:: Input for this task ::

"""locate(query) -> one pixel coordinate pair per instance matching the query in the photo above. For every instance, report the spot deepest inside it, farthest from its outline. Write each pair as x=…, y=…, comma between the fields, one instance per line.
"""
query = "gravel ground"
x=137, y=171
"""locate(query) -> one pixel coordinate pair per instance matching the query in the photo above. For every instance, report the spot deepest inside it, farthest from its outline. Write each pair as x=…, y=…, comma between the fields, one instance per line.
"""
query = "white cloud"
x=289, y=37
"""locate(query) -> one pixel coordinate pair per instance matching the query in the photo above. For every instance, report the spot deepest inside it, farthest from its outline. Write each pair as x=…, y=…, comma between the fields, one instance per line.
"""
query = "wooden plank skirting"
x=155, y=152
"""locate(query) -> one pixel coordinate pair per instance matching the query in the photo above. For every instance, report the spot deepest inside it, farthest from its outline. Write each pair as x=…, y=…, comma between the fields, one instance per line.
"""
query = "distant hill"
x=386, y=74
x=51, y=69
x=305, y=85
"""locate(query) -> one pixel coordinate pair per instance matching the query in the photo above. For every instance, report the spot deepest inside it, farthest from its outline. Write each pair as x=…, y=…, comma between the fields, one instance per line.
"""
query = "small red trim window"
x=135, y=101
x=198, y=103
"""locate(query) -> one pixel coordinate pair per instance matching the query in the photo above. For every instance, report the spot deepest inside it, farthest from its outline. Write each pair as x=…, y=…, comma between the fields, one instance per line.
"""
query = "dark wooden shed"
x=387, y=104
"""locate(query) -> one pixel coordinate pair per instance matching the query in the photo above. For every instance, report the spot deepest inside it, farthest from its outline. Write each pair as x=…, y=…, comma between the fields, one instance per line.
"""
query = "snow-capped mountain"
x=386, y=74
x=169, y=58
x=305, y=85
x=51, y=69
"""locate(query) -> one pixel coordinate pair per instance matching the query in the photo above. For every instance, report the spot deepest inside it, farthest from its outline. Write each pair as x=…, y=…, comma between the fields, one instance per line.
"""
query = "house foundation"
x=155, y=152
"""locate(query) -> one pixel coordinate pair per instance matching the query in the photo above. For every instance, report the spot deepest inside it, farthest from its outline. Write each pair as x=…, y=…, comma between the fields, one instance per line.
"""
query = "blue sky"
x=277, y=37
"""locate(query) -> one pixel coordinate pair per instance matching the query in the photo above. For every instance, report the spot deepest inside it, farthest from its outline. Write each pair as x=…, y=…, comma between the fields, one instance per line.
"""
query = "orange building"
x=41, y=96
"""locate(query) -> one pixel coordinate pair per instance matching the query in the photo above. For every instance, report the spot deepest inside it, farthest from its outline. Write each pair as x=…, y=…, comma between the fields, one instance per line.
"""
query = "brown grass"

:::

* [Goal]: Transcribe each record exactly. Leave nothing out.

* [Answer to this problem]:
"""locate(query) -> one pixel coordinate pair per instance matching the query in the photo above. For every instance, report the spot deepest inside it, farthest from its outline. Write each pair as x=…, y=…, comma between the fields, one instance per line.
"""
query = "gravel ground"
x=137, y=171
"""locate(query) -> one pixel coordinate pair per instance matching the query in the photo above. For every instance, report the spot deepest inside it, farthest from its outline. Write each pair as x=…, y=…, comma between the fields, one instance per line.
"""
query = "white cloud"
x=289, y=37
"""locate(query) -> one pixel coordinate pair per instance matching the query in the photo above. For every instance, report the spot deepest inside it, farthest from its outline. Write each pair as x=…, y=…, comma between the fields, one instance per line.
"""
query = "wooden plank skirting"
x=155, y=152
"""locate(query) -> one pixel coordinate pair per instance matching the query in the photo above. For every instance, report the spot deepest inside it, farthest from its outline. Write each pair as x=…, y=…, comma between the fields, one instance per line.
"""
query = "distant hill"
x=386, y=74
x=51, y=69
x=305, y=85
"""locate(query) -> one pixel coordinate pair per instance matching the query in the photo above. For every instance, report the spot deepest inside it, farthest from its outline. Write each pair as x=…, y=…, comma between the fields, one instance per line.
"""
query = "small red trim window"
x=135, y=101
x=198, y=103
"""locate(query) -> one pixel coordinate pair per instance matching the query in the photo above. For every instance, report the spot deepest inside it, farthest from its outline. Write each pair as x=…, y=…, comma between the fields, one instance per line.
"""
query = "dark wooden shed"
x=387, y=104
"""locate(query) -> one pixel coordinate pair per instance matching the query in the photo above. For every instance, report the spot deepest inside it, farthest from its outline. Write each pair as x=…, y=…, comma between the fields, one instance per line.
"""
query = "snow-capped mountain"
x=386, y=74
x=169, y=58
x=305, y=85
x=51, y=69
"""locate(query) -> one pixel coordinate pair per instance matching the query in the photo above. For every instance, report the spot deepest inside it, farthest from its outline. Write each pair as x=…, y=…, comma between the fields, one instance per line.
"""
query = "house foundation"
x=155, y=152
"""locate(query) -> one pixel coordinate pair per instance matching the query in the photo above. For every instance, report the spot deepest inside it, farthest from its outline. Write each pair as x=…, y=…, comma between the fields, one instance per line.
"""
query = "blue sky"
x=277, y=37
"""locate(query) -> one pixel coordinate pair per instance matching the query in the photo above. For every instance, report the spot deepest inside it, farthest from its outline. Write each pair as x=…, y=…, comma between the fields, one instance per line.
"""
query = "orange building"
x=41, y=96
"""locate(query) -> one pixel coordinate pair per instance matching the query in the photo above. For every instance, report the spot deepest inside it, farthest from its outline. Write each pair as x=…, y=…, comma between the fields, one instance per line.
"""
query = "brown grass"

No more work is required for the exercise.